# REQUIREMENTS
Duplicate the following data line for line, omitting the pictures.

# Position annotation data
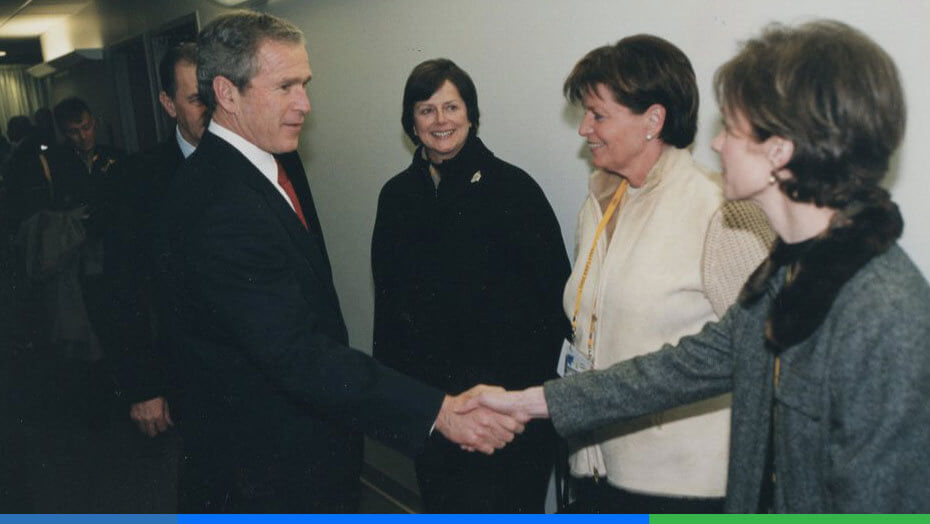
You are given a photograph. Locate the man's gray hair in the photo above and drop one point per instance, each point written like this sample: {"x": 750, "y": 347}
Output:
{"x": 228, "y": 46}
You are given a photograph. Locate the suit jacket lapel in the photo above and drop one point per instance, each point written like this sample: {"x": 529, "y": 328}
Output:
{"x": 232, "y": 161}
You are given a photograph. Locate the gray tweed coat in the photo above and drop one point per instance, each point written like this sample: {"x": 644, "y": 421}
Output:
{"x": 852, "y": 430}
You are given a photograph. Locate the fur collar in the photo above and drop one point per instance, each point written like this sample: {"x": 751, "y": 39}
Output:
{"x": 855, "y": 235}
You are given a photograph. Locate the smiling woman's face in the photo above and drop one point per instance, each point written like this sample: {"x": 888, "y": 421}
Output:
{"x": 441, "y": 123}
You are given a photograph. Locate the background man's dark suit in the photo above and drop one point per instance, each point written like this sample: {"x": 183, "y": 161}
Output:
{"x": 141, "y": 369}
{"x": 272, "y": 398}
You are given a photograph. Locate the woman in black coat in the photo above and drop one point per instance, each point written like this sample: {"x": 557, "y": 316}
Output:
{"x": 469, "y": 266}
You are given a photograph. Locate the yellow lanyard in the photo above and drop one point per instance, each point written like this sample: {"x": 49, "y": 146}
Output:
{"x": 614, "y": 202}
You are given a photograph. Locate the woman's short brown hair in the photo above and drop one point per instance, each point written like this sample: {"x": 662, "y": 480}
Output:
{"x": 829, "y": 89}
{"x": 639, "y": 71}
{"x": 425, "y": 79}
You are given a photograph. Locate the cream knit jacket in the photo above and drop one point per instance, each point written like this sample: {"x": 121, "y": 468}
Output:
{"x": 658, "y": 279}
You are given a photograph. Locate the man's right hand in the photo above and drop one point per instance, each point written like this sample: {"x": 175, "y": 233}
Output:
{"x": 476, "y": 428}
{"x": 151, "y": 416}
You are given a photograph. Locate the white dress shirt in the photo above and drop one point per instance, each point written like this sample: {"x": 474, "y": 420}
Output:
{"x": 186, "y": 147}
{"x": 262, "y": 160}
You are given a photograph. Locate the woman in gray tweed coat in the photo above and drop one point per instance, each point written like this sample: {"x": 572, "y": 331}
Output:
{"x": 827, "y": 352}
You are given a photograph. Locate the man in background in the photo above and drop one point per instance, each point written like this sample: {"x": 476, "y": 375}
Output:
{"x": 142, "y": 369}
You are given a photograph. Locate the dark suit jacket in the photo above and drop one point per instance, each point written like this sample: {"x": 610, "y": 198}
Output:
{"x": 141, "y": 364}
{"x": 272, "y": 399}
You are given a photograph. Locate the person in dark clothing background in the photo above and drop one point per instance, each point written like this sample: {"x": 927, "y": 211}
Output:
{"x": 142, "y": 368}
{"x": 469, "y": 266}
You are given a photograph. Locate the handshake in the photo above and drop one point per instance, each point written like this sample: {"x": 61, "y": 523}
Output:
{"x": 486, "y": 418}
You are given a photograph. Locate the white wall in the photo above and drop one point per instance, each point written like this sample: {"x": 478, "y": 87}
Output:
{"x": 518, "y": 52}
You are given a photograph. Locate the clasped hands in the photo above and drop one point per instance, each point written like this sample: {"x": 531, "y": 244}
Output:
{"x": 486, "y": 418}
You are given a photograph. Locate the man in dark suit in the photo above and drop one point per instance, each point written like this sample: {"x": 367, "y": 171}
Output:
{"x": 142, "y": 370}
{"x": 272, "y": 401}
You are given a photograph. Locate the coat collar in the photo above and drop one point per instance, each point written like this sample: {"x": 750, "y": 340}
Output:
{"x": 228, "y": 161}
{"x": 858, "y": 233}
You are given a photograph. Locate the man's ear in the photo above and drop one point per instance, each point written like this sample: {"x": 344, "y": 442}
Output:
{"x": 655, "y": 115}
{"x": 779, "y": 151}
{"x": 168, "y": 104}
{"x": 226, "y": 93}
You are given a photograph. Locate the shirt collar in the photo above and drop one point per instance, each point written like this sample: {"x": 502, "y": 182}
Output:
{"x": 186, "y": 147}
{"x": 262, "y": 160}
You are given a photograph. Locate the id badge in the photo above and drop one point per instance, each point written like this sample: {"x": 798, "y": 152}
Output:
{"x": 572, "y": 361}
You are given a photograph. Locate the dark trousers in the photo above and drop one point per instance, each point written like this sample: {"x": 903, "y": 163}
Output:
{"x": 600, "y": 497}
{"x": 512, "y": 480}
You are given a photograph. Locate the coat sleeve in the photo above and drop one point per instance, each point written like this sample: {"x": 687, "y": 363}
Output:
{"x": 535, "y": 241}
{"x": 242, "y": 273}
{"x": 879, "y": 379}
{"x": 700, "y": 366}
{"x": 387, "y": 343}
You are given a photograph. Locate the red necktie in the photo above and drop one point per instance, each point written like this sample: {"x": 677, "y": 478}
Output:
{"x": 285, "y": 184}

# FINISHED ANSWER
You are given a photograph. Locate the man's gray hair in the photo above and drop one point per instance, each point written like this sample: {"x": 750, "y": 347}
Output:
{"x": 228, "y": 46}
You are given a photograph. Locate the suit jacket lapel in the photo above and drop one point per instance, each point written like this sample: {"x": 529, "y": 328}
Output:
{"x": 232, "y": 161}
You are given a photograph. Locate the gray tweed coat in the photo above and drop one point per instance, each point written like this sample: {"x": 644, "y": 421}
Output:
{"x": 852, "y": 430}
You are given a photograph. Locate the fur collar in the photo above and drop one point per instance, each point written like this sample: {"x": 751, "y": 39}
Output:
{"x": 855, "y": 235}
You are given a photograph. Locate the smiling woman's face in the photo above and drop one point per instance, each point written like this sample: {"x": 888, "y": 421}
Output:
{"x": 441, "y": 123}
You are given a photograph. Locate the background man's dark suit in the photo above and drop one point per instance, each point written like this sample: {"x": 183, "y": 161}
Output:
{"x": 141, "y": 369}
{"x": 272, "y": 398}
You are given a photograph. Locate the woman in black coat in the photo above and drop one point per instance, each point written like this sample: {"x": 557, "y": 316}
Output:
{"x": 469, "y": 266}
You are given a photograph. Locate the yellow lanyard in the photo above and drop one point per instance, each point written like this sample: {"x": 49, "y": 146}
Output:
{"x": 614, "y": 202}
You are given a photograph. Locate the woman's short brown hair in the photo above and drop one point per instance, each point written like this sample: {"x": 662, "y": 480}
Output:
{"x": 829, "y": 89}
{"x": 639, "y": 71}
{"x": 425, "y": 79}
You are given a photograph. Locate the cream knit jacket in the photo above and drop one point per instance, each point written like this sample: {"x": 121, "y": 468}
Output:
{"x": 658, "y": 279}
You are given a photograph. Locate the man's right hand in the photo above and drop one point per instance, each point written like this sample: {"x": 175, "y": 233}
Output:
{"x": 476, "y": 428}
{"x": 151, "y": 416}
You are given a photograph. Locate the white dress shirt in the photo above and drop one point per instance, each point written like this sample: {"x": 474, "y": 420}
Output:
{"x": 186, "y": 147}
{"x": 262, "y": 160}
You are given a photograph. Locate the woman in gray tweed coat in the photo above and drop one point per instance, each point written like this sample: {"x": 572, "y": 331}
Output:
{"x": 827, "y": 352}
You are given a photograph. Locate the man in background in the photo above and drop one point per instance, each point written like this sample: {"x": 476, "y": 375}
Output:
{"x": 142, "y": 369}
You are given a photograph. Locate the dark suit jacket in the photo above and drop one point per instance, each point written like this sample: {"x": 610, "y": 198}
Output:
{"x": 141, "y": 364}
{"x": 272, "y": 399}
You are given a photograph. Locate the person in dark clothing background in the photo above and drop one point per instance, each point written like this sample: {"x": 927, "y": 211}
Output:
{"x": 142, "y": 368}
{"x": 469, "y": 266}
You are given a photograph. Locate the handshake in the photo above and drop one point per instance, each point written like this sample: {"x": 61, "y": 523}
Output:
{"x": 486, "y": 418}
You are given a photograph. Locate the white wall in the photo above and drop one point per instance, each point written like this sample: {"x": 478, "y": 87}
Output:
{"x": 518, "y": 52}
You are given a photograph. Locate the clasped hands in the photo above and drop one point per instance, each point written like this sample: {"x": 531, "y": 244}
Output:
{"x": 486, "y": 418}
You are given a photograph. Locate the man in dark suit in the photo above and drop one point per instance, each point written like this sample: {"x": 367, "y": 171}
Output:
{"x": 142, "y": 370}
{"x": 272, "y": 401}
You are given a photograph. Locate the coat collar in the photo above and drop one point per instance, each point written like this sample: {"x": 750, "y": 340}
Output:
{"x": 228, "y": 161}
{"x": 858, "y": 233}
You are given a photograph. Locate the man's ear in the photo above and drop one point per instance, each point written like this sample: {"x": 344, "y": 442}
Output:
{"x": 655, "y": 115}
{"x": 779, "y": 151}
{"x": 168, "y": 104}
{"x": 226, "y": 93}
You are given a photograph. Locate the shirt collar in the photo above and drop one point per instance, each point written like this sample: {"x": 502, "y": 182}
Output:
{"x": 186, "y": 147}
{"x": 262, "y": 160}
You are given a photograph. Locate the id badge in the photo above and drop one point per instance, each point written like this sample: {"x": 798, "y": 152}
Output:
{"x": 572, "y": 361}
You are given a photograph. Locate the dark trousers in the photo above and drop one point per instance, each point written like this sample: {"x": 903, "y": 163}
Output:
{"x": 600, "y": 497}
{"x": 512, "y": 480}
You are given a photograph. Locate the coat sleeve in the photo above and drop one point per instance, each point written like this sample: {"x": 687, "y": 363}
Output:
{"x": 535, "y": 241}
{"x": 242, "y": 273}
{"x": 879, "y": 379}
{"x": 700, "y": 366}
{"x": 387, "y": 343}
You are given a photograph. Locate the red necktie in the photo above and drop one point per instance, each point written like this sample: {"x": 677, "y": 478}
Output:
{"x": 285, "y": 184}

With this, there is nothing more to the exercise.